* [PROVIDED INFORMATION]:
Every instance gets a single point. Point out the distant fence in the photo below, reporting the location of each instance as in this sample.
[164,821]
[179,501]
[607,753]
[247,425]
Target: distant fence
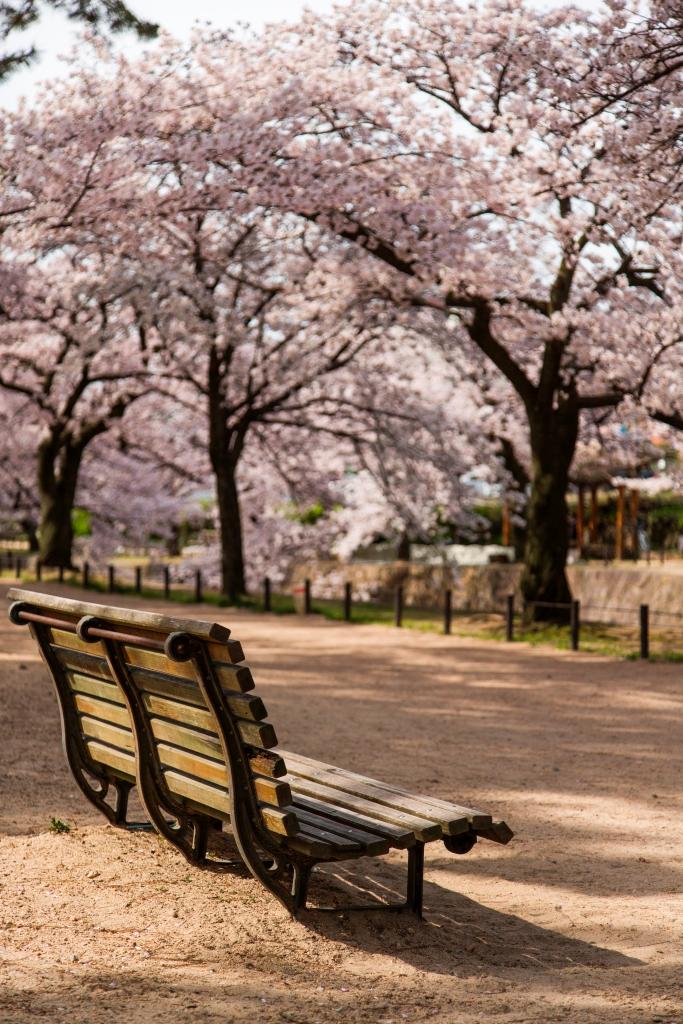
[163,582]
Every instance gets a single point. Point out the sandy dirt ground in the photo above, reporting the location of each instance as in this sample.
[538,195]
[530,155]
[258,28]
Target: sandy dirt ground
[579,920]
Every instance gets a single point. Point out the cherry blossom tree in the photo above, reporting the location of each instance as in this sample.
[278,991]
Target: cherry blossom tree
[427,136]
[99,14]
[75,348]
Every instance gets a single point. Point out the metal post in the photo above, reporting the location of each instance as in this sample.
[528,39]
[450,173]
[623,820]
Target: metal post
[574,622]
[398,606]
[510,617]
[347,602]
[645,631]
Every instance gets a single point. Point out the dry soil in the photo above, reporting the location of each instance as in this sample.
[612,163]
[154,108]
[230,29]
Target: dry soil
[579,920]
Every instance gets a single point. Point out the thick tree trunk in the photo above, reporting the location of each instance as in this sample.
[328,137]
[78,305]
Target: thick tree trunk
[58,467]
[225,445]
[544,584]
[231,545]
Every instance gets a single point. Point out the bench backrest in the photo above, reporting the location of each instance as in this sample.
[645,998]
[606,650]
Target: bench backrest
[195,714]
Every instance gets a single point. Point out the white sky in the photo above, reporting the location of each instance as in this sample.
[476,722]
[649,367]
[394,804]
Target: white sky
[54,35]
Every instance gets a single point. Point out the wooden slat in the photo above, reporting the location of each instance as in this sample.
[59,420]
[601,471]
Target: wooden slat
[112,757]
[213,797]
[398,838]
[372,845]
[82,683]
[73,642]
[282,822]
[499,833]
[206,770]
[423,829]
[450,816]
[189,739]
[266,763]
[255,733]
[157,662]
[269,791]
[191,764]
[241,705]
[122,616]
[102,710]
[232,677]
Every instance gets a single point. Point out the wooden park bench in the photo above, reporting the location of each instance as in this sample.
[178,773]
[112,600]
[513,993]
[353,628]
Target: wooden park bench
[167,705]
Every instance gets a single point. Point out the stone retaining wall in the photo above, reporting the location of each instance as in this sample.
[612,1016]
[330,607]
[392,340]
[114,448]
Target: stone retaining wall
[606,593]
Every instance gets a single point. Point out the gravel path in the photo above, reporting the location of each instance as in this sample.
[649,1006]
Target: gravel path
[579,920]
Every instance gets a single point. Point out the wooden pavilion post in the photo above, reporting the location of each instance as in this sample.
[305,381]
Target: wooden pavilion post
[619,539]
[635,499]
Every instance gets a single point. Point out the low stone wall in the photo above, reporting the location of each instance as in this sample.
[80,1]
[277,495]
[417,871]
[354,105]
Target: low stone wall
[613,594]
[474,588]
[610,594]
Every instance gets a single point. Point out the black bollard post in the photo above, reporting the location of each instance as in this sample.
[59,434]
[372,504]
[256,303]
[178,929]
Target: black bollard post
[574,624]
[398,606]
[347,602]
[645,631]
[510,617]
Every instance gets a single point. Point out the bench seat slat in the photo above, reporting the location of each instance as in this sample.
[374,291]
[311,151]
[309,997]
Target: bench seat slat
[422,828]
[243,706]
[450,816]
[257,734]
[188,692]
[398,838]
[338,843]
[233,677]
[79,656]
[373,845]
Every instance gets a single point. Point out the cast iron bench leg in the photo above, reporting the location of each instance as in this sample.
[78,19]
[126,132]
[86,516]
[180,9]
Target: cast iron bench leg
[413,901]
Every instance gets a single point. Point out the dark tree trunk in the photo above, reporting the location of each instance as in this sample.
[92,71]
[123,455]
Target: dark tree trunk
[231,547]
[58,466]
[225,445]
[553,439]
[403,549]
[30,527]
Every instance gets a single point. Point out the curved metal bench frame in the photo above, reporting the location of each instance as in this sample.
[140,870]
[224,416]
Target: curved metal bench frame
[282,869]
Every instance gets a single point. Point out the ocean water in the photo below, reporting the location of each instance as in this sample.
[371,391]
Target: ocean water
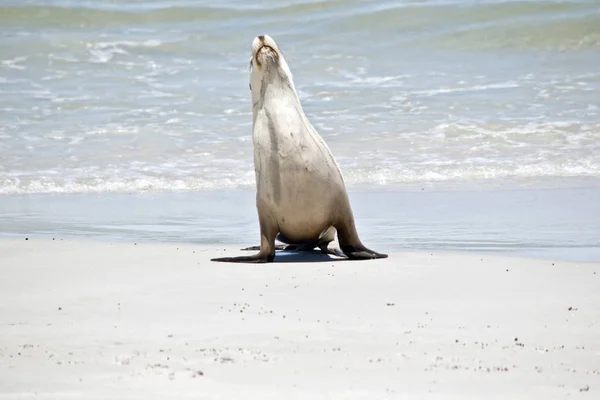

* [EXERCISE DIRECTIONS]: Starting at the line containing "Every instance gets a single point. Point out the bench seat" and continuing through the end of the material, rewrite every line with 83 added to each coordinate in the answer points; leave the requests and their sample points unchanged. Omit the pictures.

* [SOLUTION]:
Every instance gets a single point. Point out the bench seat slat in the photo above, reporting the location of each instance as in this sample.
[374,291]
[311,151]
[309,997]
Target: bench seat slat
[505,911]
[326,789]
[533,899]
[340,817]
[271,775]
[481,921]
[421,926]
[316,760]
[162,739]
[456,928]
Every instance gets a single point. Point out the cast iron bench leg in the photo above, reporting the location of each instance as in this sample.
[78,19]
[126,132]
[86,516]
[180,9]
Target: cast iron bench leg
[496,984]
Every instance gets a single point. Point out the dark tree trunk in the photo above, reporting the location of each instance as in this sample.
[92,71]
[123,455]
Target: dark tree trunk
[314,630]
[141,549]
[308,528]
[636,522]
[486,632]
[113,610]
Every instance gets a single point. Point out the curved metal bench frame in the photo above, reporting the location of each instance as in this sample.
[140,870]
[224,416]
Target: curved metal bench frame
[365,952]
Every instance gets a single point. Point out the ocean water in the photo below, reporting the location of each instance as in this sample.
[371,391]
Target: ocean water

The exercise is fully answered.